Stored data
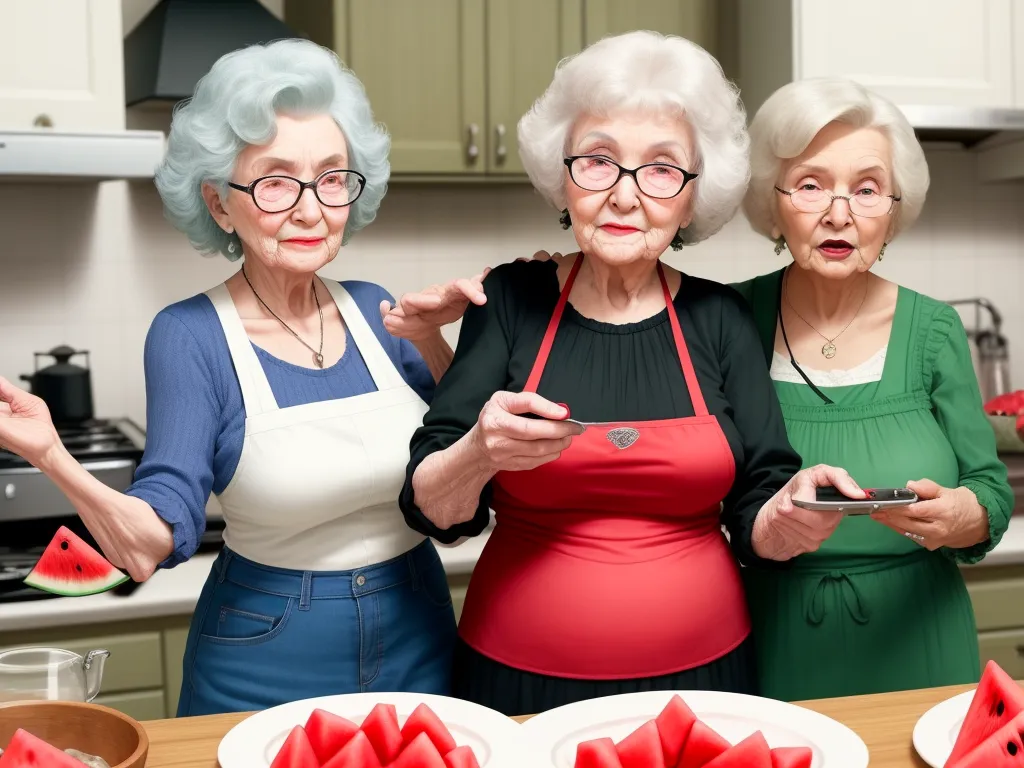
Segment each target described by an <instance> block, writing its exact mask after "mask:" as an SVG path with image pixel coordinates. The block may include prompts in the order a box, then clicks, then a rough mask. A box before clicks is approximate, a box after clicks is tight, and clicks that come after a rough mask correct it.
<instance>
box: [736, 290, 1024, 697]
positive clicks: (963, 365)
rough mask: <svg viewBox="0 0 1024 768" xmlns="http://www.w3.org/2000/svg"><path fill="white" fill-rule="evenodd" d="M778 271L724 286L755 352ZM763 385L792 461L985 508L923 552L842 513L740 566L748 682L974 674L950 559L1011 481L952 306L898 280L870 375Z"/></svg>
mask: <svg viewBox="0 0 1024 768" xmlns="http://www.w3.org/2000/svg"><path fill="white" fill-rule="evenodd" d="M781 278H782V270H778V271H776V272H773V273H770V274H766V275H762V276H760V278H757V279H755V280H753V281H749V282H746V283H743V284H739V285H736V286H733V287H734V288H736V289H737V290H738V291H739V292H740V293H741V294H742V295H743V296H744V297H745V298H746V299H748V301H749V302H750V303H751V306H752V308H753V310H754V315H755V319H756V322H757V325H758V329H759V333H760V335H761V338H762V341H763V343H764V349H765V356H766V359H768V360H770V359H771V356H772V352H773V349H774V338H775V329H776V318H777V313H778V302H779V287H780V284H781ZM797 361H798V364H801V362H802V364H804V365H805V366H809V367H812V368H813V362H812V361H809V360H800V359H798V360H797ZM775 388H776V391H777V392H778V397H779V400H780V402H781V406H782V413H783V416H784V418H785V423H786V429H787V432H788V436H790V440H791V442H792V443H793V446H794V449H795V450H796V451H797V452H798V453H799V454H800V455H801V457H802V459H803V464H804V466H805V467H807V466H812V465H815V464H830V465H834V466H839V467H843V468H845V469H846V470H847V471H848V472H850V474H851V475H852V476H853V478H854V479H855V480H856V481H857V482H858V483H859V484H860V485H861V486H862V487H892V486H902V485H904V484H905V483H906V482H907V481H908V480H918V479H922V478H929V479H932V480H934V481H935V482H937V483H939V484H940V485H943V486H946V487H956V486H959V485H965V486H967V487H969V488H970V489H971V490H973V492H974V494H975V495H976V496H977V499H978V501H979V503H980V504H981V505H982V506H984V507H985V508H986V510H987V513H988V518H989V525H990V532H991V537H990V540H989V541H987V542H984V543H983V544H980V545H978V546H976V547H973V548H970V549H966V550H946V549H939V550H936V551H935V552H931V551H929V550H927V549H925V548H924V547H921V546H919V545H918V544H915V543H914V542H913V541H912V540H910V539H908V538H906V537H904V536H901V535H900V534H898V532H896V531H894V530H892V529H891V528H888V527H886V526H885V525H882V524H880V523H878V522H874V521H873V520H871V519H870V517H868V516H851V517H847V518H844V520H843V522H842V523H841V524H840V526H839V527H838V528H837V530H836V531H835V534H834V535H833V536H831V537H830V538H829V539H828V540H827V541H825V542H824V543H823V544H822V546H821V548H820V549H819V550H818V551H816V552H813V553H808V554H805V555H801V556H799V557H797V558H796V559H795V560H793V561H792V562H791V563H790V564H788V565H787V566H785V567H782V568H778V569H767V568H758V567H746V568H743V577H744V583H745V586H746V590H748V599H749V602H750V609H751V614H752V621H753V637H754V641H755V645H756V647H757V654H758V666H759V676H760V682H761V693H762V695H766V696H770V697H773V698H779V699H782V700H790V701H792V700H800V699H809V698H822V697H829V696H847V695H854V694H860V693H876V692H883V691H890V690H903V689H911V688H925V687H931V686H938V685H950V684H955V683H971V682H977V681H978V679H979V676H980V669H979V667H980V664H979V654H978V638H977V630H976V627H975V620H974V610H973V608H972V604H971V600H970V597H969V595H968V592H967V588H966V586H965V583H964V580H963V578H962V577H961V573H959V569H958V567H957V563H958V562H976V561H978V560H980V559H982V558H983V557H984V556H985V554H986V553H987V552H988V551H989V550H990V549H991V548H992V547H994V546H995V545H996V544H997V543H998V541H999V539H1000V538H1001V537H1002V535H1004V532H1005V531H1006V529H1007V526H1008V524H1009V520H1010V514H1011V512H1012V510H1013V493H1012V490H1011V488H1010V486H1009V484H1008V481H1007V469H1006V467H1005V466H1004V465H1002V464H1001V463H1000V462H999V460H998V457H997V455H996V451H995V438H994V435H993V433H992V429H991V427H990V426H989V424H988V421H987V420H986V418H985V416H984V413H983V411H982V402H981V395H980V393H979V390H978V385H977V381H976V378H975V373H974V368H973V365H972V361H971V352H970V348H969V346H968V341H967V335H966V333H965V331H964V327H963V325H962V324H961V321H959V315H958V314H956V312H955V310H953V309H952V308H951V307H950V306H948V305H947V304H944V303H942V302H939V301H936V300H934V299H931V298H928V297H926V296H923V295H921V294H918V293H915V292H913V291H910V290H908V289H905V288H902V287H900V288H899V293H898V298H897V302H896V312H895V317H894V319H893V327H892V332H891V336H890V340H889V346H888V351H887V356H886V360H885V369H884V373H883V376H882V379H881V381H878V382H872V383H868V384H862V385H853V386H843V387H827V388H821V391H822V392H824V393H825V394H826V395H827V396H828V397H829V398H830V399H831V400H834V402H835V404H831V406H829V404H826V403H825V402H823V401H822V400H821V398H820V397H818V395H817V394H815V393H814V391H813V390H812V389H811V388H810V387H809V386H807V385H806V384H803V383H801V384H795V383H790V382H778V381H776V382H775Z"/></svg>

Exercise instructions ::
Transcribe the material above verbatim, every line of it, but omit the picture.

Written solution ::
Segment each target described by an <instance> block, writing its exact mask after "mask:" as an SVG path with image pixel coordinates. The block may include prompts in the order a box, then clicks, then a rough mask. A box before clicks is approximate, a box after clicks is tight, and clicks that come after a rough mask correct it.
<instance>
box: [736, 290, 1024, 697]
positive clicks: (963, 365)
rough mask: <svg viewBox="0 0 1024 768" xmlns="http://www.w3.org/2000/svg"><path fill="white" fill-rule="evenodd" d="M778 271L724 286L755 352ZM763 385L792 461L985 508L923 552L842 513L740 566L748 682L974 674L950 559L1011 481L952 306L898 280L870 375Z"/></svg>
mask: <svg viewBox="0 0 1024 768" xmlns="http://www.w3.org/2000/svg"><path fill="white" fill-rule="evenodd" d="M781 278H782V270H778V271H776V272H773V273H770V274H766V275H762V276H760V278H757V279H755V280H753V281H749V282H746V283H743V284H739V285H736V286H733V287H734V288H736V289H737V290H738V291H739V292H740V293H741V294H742V295H743V296H744V297H745V298H746V299H748V301H749V302H750V303H751V306H752V308H753V310H754V315H755V319H756V322H757V325H758V329H759V333H760V335H761V338H762V341H763V343H764V349H765V356H766V359H768V360H770V359H771V356H772V352H773V349H774V338H775V329H776V318H777V313H778V302H779V287H780V284H781ZM797 361H798V364H801V362H802V364H804V365H805V366H809V367H812V368H813V362H812V361H809V360H800V359H798V360H797ZM775 388H776V391H777V392H778V397H779V400H780V402H781V406H782V413H783V416H784V418H785V423H786V429H787V432H788V436H790V440H791V442H792V443H793V446H794V449H795V450H796V451H797V452H798V453H799V454H800V455H801V457H802V459H803V464H804V466H805V467H807V466H812V465H815V464H830V465H834V466H839V467H843V468H845V469H846V470H847V471H848V472H850V474H851V475H852V476H853V478H854V479H855V480H856V481H857V482H858V483H859V484H860V485H861V486H862V487H892V486H902V485H904V484H905V483H906V482H907V481H908V480H918V479H922V478H929V479H932V480H934V481H935V482H937V483H939V484H940V485H943V486H946V487H956V486H959V485H965V486H967V487H969V488H970V489H971V490H973V492H974V494H975V495H976V496H977V499H978V501H979V503H980V504H981V505H982V506H984V507H985V508H986V510H987V513H988V518H989V525H990V532H991V537H990V540H989V541H987V542H984V543H983V544H980V545H978V546H976V547H973V548H970V549H966V550H946V549H939V550H936V551H935V552H931V551H929V550H927V549H925V548H924V547H921V546H919V545H918V544H915V543H914V542H913V541H912V540H910V539H908V538H906V537H904V536H901V535H900V534H898V532H896V531H894V530H892V529H891V528H888V527H886V526H885V525H882V524H880V523H878V522H874V521H873V520H871V519H870V517H868V516H851V517H847V518H844V520H843V522H842V523H841V524H840V526H839V527H838V528H837V530H836V531H835V534H834V535H833V536H831V537H830V538H829V539H828V540H827V541H825V542H824V543H823V544H822V546H821V548H820V549H819V550H818V551H816V552H813V553H808V554H805V555H801V556H799V557H797V558H796V559H795V560H793V561H792V562H791V563H790V564H788V565H787V566H785V567H782V568H778V569H767V568H758V567H746V568H743V577H744V583H745V586H746V590H748V599H749V602H750V609H751V614H752V621H753V637H754V641H755V645H756V647H757V654H758V666H759V676H760V682H761V693H762V695H766V696H770V697H773V698H779V699H782V700H790V701H792V700H800V699H809V698H822V697H829V696H847V695H854V694H860V693H876V692H883V691H890V690H903V689H911V688H925V687H931V686H938V685H950V684H955V683H971V682H977V681H978V679H979V676H980V669H979V667H980V664H979V654H978V638H977V630H976V627H975V620H974V610H973V608H972V604H971V600H970V597H969V595H968V592H967V588H966V586H965V583H964V580H963V578H962V577H961V573H959V569H958V567H957V563H958V562H976V561H978V560H980V559H982V558H983V557H984V556H985V554H986V553H987V552H988V551H989V550H990V549H991V548H992V547H994V546H995V545H996V544H997V543H998V541H999V539H1000V538H1001V537H1002V535H1004V532H1005V531H1006V529H1007V526H1008V524H1009V520H1010V514H1011V512H1012V510H1013V493H1012V490H1011V488H1010V486H1009V484H1008V481H1007V469H1006V467H1005V466H1004V465H1002V464H1001V463H1000V462H999V460H998V457H997V455H996V451H995V438H994V435H993V433H992V429H991V427H990V426H989V424H988V421H987V420H986V418H985V416H984V413H983V411H982V402H981V395H980V393H979V390H978V385H977V381H976V378H975V373H974V368H973V365H972V361H971V352H970V348H969V346H968V341H967V335H966V333H965V331H964V327H963V325H962V324H961V321H959V315H958V314H956V312H955V310H953V309H952V308H951V307H950V306H948V305H947V304H944V303H942V302H939V301H936V300H934V299H931V298H928V297H926V296H923V295H921V294H918V293H915V292H913V291H910V290H908V289H905V288H902V287H900V288H899V293H898V298H897V302H896V312H895V317H894V319H893V327H892V332H891V336H890V340H889V346H888V351H887V356H886V360H885V369H884V373H883V376H882V379H881V381H878V382H872V383H868V384H862V385H853V386H843V387H827V388H821V391H822V392H824V393H825V394H826V395H827V396H828V397H829V398H830V399H831V400H834V402H835V404H831V406H829V404H826V403H825V402H823V401H822V400H821V398H820V397H818V395H817V394H815V393H814V391H813V390H812V389H811V388H810V387H809V386H807V385H806V384H803V383H801V384H795V383H790V382H778V381H776V382H775Z"/></svg>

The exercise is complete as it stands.